Then, on October 19 an explosion ripped through Ayala Land’s upscale Glorietta 2 shopping mall, killing at least 11 people and injuring more than 100. The blast was initially blamed on a terrorist attack by separatist Muslims in the south, but investigators now say it may have been an accident.

It’s too early to say how deeply this will dent business confidence, but the tragedy underscores the fragility of the country’s economic and political environment. For now, Ysmael is upbeat. “A lot of reforms have been instituted,” he says. “We have never seen interest rates come down this low. The peso has appreciated against the U.S. dollar, and with it a significant debt service burden on the government has eased. OFW [overseas Filipino worker] inflows have significantly increased and the business process outsourcing phenomenon is generating not only a lot of investment but also purchasing power among the 20-to-30 age group.”

Many economists agree. When CFO Asia spoke to him in 2005, Agost Benard, credit analyst at rating firm Standard & Poor’s, fretted that political uncertainty was distracting the government from its reform program. “Much has changed … and these changes are almost all positive,” Benard now says. S&P forecasts 2007 GDP growth at 5.8 percent, accelerating to 6.2 percent in 2008 and 2009.

HSBC economist Fred Neumann credits Arroyo, who remains president, for what he describes as the country’s “impressive strides towards the reduction of the fiscal deficit.” The budget gap, which equaled 3.8 percent of GDP in 2004, was trimmed to 1.1 percent last year. But Neumann thinks the 7.3 percent GDP expansion in the first half of the year will moderate because of the global credit squeeze, which may slow growth in the United States, trimming demand for Philippine exports as well as remittances from overseas Filipinos there.

Tom Crouch, Philippine country officer for the Asian Development Bank, is more bullish. “We see signs that GDP growth is breaking out of the 5-6 percent trap in which the Philippines has been caught since 2003,” he says, citing continuing strong OFW remittances and big-ticket foreign investments such as a US$1 billion electronics plant to be built by Texas Instruments and a US$1.5 billion shipyard under construction by Hanjin of Korea. Anthony Nafte, economist at investment bank CLSA, agrees that an acceleration in foreign investment will be key to maintaining a higher growth rate.

Cielito Habito, a professor at Ateneo de Manila University, urges the government to focus on tourism and agriculture. “These are the sectors that will readily employ almost three million unemployed,” he says. “Almost two-thirds are only high school graduates or did not finish high school, so the call centers and BPOs are not going to be the answer to their problems.”

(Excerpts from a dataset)
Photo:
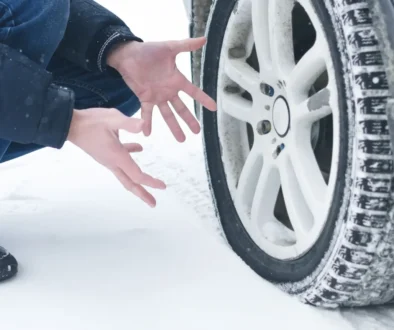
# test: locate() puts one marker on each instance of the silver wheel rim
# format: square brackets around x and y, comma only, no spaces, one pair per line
[283,115]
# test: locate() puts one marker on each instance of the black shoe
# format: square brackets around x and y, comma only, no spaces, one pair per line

● Assignment A:
In the article on the Philippine economy, what percentage of GDP did the budget gap equal in 2004?
● Assignment B:
Echo everything in the Philippine economy article from "Many economists agree." down to "2008 and 2009.".

● Written response A:
3.8 percent of GDP

● Written response B:
Many economists agree. When CFO Asia spoke to him in 2005, Agost Benard, credit analyst at rating firm Standard & Poor’s, fretted that political uncertainty was distracting the government from its reform program. “Much has changed … and these changes are almost all positive,” Benard now says. S&P forecasts 2007 GDP growth at 5.8 percent, accelerating to 6.2 percent in 2008 and 2009.